• [PASSAGE PROVIDED]
The plate 70 may be movable (e.g., slidable or translatable) from the first position, against a biasing force exerted by the biasing member 102, into a second position. The second position may be a disengaged position, e.g., in which the locking function of the locking plate 70 is disengaged during a stacking or unstacking operation of the storage containers 12, 14. For instance, the first button 74 and/or the second button 76 may be moved, e.g., pushed, in a direction against the biasing force to move the locking plate 70 from the first position to the second position. When the plate 70 is moved between the first position and the second position, each guide opening 80 may translate along a respective guide 62.

FIG. 3A illustrates the locking plate 70 in the first position and arranged in a first orientation. In the first orientation, the biasing member 102 may be oriented such that biasing force on the locking plate 70 causes the first button 74 of the locking plate 70 to extend from the gap 44 along the front side 22 in the first position. The first button 74 may be activated to move the locking plate 70 toward the second position from the first position.

FIG. 3B illustrates the locking plate 70 in the first position and arranged in a second orientation. In the second orientation, the biasing member 102 may be oriented such that biasing force on the locking plate 70 causes the second button 76 of the locking plate 70 to extend from the gap 44 along the rear side 24 in the first position. The second button 76 may be activated to move the locking plate 70 toward the second position from the first position. Thus, the second orientation may be described as a “reversed” orientation relative to the first orientation.

The articulation mechanism 100 may be configured to rotate relative to the planar body 72. Rotation of the articulation mechanism 100 may cause the locking plate 70 to transition between the first orientation (FIG. 3A) and the second orientation (FIG. 3B).

FIG. 6 illustrates a top view of the articulation mechanism 100 omitting the biasing member 102. The articulation mechanism 100 includes a biasing member housing 104 and a rotation member 106. The biasing member housing 104 may have a generally circular or rounded body 108 and a biasing member track 110. The biasing member track 110 may extend through the rounded body 108 and may, for instance, protrude from sides of the rounded body 108 on one or both sides of the track 110. The track 110 may extend between a first end 112 and a second end 114 and may be configured to receive the biasing member 102 between the first end 112 and second end 114. The track 110 may be surrounded by a sidewall 116 configured to limit movement and/or placement of the biasing member 102. A biasing member receiver 118 may be provided, e.g., at an inner side of the sidewall 116. For instance, the biasing member receiver 118 may be provided at one end of the track 110 along the direction of the axis X.

• [COMPLETE THE FOLLOWING]
**a)** Answer from the locking plate passage:
(i) In the first orientation, along which side does the first button 74 extend from the gap 44?
(ii) What two parts does the articulation mechanism 100 include?
(iii) What surrounds the track 110?
**b)** Write out word for word the part of the locking plate passage that begins at "The articulation mechanism 100 may be" and stops after "orientation (FIG. 3B).".
**c)** Name every figure that the locking plate passage refers to.
Answer using only the locking plate passage, with no outside knowledge.

• [RECORDED INFORMATION]

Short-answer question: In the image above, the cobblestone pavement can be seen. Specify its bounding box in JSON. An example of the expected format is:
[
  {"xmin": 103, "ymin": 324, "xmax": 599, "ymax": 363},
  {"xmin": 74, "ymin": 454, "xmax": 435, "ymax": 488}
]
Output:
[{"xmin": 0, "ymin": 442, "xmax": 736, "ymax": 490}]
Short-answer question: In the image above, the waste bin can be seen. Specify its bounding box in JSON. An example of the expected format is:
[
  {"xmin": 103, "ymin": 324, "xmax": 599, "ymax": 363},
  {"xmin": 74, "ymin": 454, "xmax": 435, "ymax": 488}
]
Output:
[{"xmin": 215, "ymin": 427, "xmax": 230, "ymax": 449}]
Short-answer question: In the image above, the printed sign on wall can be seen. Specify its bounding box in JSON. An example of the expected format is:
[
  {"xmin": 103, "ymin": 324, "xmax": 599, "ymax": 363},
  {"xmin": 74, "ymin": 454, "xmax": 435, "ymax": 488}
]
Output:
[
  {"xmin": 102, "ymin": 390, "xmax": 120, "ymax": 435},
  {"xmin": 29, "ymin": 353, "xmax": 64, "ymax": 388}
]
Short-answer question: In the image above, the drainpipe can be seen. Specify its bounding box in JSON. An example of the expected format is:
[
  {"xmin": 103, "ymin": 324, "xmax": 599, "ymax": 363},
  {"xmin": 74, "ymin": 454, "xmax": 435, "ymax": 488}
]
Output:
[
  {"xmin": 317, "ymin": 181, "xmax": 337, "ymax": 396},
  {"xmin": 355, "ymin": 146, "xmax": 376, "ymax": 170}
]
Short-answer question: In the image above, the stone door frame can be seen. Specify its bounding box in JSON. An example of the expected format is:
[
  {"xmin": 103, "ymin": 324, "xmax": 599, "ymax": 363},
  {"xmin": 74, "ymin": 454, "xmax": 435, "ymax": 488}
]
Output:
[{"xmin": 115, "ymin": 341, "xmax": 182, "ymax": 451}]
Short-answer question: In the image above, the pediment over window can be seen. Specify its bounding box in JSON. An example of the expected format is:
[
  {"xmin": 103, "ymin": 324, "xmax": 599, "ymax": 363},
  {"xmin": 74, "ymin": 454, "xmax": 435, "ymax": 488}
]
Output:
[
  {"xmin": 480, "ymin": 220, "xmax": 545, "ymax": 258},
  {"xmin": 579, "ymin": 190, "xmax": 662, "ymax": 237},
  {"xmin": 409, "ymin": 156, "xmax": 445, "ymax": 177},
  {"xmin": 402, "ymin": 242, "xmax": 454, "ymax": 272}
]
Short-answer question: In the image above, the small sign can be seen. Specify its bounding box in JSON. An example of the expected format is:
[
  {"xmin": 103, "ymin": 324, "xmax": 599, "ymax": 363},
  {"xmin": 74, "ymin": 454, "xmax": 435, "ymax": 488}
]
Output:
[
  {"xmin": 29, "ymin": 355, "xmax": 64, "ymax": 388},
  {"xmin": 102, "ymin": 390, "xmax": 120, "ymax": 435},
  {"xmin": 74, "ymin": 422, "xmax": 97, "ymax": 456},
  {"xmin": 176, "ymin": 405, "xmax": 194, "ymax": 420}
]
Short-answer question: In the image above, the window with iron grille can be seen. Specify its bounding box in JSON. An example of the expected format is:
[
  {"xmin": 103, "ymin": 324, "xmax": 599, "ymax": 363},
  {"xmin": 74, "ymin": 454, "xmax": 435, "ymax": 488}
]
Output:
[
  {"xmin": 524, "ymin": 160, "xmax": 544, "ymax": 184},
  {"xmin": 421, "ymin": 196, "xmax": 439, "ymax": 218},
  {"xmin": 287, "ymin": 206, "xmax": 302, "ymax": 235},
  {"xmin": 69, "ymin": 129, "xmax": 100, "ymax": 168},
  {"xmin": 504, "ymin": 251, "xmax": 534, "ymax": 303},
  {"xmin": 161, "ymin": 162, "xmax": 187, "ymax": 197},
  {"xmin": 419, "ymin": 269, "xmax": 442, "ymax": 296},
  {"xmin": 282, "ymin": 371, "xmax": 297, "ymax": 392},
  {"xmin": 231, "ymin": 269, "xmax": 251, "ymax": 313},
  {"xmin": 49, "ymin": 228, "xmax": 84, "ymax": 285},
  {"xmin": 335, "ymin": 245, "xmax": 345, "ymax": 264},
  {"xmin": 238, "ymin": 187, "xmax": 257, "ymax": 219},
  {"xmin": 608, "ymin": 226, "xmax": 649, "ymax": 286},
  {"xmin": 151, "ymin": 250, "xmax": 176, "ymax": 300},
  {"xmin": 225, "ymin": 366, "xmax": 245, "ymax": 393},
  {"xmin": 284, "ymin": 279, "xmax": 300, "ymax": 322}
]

• [TASK RESPONSES]
**a)**
(i) The front side 22.
(ii) A biasing member housing 104 and a rotation member 106.
(iii) A sidewall 116.

**b)**
The articulation mechanism 100 may be configured to rotate relative to the planar body 72. Rotation of the articulation mechanism 100 may cause the locking plate 70 to transition between the first orientation (FIG. 3A) and the second orientation (FIG. 3B).

**c)** FIG. 3A, FIG. 3B, FIG. 6